START Data extract
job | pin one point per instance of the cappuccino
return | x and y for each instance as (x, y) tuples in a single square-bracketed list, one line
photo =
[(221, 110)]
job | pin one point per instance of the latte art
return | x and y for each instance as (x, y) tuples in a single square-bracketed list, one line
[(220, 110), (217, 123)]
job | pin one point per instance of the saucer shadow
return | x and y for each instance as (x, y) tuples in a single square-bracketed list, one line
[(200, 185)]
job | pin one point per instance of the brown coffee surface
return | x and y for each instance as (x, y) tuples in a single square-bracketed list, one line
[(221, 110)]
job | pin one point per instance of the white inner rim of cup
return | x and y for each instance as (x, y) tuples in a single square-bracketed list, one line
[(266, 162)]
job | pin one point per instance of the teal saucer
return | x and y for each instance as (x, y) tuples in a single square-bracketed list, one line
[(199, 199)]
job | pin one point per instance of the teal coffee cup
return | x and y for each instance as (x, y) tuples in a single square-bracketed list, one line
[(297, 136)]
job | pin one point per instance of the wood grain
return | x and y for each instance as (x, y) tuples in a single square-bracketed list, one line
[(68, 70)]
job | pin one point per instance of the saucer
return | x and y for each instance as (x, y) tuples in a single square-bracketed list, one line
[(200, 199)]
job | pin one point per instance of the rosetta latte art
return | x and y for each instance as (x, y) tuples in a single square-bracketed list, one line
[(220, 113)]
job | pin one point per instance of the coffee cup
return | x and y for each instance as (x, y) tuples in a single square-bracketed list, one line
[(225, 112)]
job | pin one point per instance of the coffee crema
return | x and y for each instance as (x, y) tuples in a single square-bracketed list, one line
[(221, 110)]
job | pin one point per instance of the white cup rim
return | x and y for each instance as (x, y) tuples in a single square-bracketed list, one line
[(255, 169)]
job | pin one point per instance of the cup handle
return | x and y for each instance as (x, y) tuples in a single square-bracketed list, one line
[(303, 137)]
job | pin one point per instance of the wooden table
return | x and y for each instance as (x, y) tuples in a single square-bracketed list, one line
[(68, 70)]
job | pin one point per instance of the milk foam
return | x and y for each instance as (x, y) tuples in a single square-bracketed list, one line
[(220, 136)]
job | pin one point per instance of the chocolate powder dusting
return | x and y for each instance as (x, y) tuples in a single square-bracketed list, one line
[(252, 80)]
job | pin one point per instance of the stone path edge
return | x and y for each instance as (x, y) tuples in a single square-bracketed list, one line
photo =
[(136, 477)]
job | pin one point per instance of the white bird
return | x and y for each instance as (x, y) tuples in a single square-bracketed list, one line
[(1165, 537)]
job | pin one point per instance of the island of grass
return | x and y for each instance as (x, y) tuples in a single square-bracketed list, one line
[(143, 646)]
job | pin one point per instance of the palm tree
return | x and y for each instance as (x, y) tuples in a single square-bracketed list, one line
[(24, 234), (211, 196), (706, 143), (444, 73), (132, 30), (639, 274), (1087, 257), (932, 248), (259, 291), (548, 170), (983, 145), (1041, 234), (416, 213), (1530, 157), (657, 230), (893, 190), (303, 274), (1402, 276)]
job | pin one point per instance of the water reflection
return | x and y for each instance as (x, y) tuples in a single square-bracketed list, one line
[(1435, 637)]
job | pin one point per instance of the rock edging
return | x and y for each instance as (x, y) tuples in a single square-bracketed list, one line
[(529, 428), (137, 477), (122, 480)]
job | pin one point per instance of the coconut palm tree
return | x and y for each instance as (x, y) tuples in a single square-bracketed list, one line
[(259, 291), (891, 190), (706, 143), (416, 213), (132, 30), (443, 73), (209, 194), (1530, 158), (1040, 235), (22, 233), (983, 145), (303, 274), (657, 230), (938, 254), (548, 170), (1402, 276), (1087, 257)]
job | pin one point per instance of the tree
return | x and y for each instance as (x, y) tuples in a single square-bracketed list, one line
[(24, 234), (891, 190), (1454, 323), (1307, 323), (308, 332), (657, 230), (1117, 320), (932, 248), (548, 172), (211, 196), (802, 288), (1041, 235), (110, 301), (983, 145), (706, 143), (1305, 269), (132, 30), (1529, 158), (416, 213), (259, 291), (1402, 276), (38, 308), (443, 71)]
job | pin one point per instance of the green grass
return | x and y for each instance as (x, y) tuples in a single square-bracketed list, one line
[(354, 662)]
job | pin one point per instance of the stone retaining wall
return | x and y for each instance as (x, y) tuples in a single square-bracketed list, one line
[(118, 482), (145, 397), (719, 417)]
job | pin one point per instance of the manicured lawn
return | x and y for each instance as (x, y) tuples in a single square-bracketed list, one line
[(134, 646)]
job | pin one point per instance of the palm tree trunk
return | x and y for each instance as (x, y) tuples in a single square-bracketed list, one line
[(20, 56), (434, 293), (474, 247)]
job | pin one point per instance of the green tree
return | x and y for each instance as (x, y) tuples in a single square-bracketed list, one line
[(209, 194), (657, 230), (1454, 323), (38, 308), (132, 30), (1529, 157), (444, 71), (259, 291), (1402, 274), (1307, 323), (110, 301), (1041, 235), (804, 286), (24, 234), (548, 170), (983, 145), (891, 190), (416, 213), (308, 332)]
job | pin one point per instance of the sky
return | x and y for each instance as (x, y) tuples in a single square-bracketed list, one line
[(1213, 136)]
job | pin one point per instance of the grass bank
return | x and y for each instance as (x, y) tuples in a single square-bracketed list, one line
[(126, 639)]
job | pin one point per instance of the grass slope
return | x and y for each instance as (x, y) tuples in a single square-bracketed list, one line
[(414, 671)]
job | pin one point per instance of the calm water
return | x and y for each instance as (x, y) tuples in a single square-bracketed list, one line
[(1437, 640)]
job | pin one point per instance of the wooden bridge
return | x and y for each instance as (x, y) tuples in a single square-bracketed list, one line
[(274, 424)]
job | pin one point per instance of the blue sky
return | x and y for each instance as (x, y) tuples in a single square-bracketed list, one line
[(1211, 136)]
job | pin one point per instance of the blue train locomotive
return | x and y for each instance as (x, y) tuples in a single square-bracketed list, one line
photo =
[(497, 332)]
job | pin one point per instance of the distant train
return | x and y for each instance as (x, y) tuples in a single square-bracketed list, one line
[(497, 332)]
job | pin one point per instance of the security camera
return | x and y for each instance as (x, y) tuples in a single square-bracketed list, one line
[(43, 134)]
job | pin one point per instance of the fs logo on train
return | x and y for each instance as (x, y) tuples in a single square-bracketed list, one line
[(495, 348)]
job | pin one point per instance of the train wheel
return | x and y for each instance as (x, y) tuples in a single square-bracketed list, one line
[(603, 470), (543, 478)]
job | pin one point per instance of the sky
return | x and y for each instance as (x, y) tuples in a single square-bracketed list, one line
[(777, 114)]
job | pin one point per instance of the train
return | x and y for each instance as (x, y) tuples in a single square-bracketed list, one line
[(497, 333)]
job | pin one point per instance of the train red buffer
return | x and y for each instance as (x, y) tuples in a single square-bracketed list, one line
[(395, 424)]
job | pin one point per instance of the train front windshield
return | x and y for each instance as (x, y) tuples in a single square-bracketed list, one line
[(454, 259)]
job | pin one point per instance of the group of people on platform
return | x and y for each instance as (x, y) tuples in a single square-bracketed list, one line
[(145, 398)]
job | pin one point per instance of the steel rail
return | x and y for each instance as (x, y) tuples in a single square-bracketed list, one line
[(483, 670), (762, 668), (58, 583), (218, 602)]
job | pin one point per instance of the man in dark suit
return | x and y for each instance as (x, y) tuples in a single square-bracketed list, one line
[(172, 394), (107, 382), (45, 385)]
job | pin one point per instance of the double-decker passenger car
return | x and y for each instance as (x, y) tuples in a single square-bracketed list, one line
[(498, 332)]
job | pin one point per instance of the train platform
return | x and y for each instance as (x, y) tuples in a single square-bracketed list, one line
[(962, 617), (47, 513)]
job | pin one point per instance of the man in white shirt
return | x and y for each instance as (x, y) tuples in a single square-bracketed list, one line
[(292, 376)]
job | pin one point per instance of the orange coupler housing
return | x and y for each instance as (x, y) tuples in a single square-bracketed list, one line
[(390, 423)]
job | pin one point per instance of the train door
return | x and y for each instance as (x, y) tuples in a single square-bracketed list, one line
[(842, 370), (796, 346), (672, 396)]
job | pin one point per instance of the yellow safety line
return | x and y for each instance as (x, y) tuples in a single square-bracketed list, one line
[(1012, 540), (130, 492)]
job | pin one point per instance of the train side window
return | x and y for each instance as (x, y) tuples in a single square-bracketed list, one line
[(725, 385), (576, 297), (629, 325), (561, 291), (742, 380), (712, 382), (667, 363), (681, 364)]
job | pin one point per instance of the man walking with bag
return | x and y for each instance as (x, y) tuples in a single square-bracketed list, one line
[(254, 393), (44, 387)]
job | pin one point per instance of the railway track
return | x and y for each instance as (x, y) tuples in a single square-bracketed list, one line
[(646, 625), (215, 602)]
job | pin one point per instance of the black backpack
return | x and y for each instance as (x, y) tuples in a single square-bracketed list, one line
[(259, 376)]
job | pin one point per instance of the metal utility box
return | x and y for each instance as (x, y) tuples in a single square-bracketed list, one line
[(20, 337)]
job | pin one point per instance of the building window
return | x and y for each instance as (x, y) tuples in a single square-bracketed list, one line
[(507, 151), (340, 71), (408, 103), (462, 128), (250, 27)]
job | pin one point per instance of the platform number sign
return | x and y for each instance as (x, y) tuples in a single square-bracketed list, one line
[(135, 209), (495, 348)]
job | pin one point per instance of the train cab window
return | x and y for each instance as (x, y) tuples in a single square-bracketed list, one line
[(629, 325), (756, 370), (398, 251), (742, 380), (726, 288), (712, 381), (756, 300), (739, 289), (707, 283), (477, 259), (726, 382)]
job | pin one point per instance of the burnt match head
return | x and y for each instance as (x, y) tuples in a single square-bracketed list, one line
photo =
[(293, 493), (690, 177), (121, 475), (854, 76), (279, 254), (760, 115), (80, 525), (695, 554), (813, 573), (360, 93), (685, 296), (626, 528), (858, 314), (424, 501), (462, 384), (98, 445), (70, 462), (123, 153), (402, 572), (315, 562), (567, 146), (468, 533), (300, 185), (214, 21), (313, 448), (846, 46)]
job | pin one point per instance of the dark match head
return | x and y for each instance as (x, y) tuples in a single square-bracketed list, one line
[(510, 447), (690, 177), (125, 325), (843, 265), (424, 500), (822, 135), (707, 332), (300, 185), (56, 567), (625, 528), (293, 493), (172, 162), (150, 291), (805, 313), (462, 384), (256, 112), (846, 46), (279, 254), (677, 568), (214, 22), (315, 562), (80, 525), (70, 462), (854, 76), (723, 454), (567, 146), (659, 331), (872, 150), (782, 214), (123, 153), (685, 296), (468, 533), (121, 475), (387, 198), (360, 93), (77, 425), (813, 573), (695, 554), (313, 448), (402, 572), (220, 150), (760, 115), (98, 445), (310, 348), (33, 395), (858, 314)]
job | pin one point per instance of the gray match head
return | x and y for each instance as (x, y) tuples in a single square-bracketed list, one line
END Data extract
- [Directions]: Using the entries above, say how many lines contain the string "blue"; the number is the full reply.

- [Solved exercise]: 2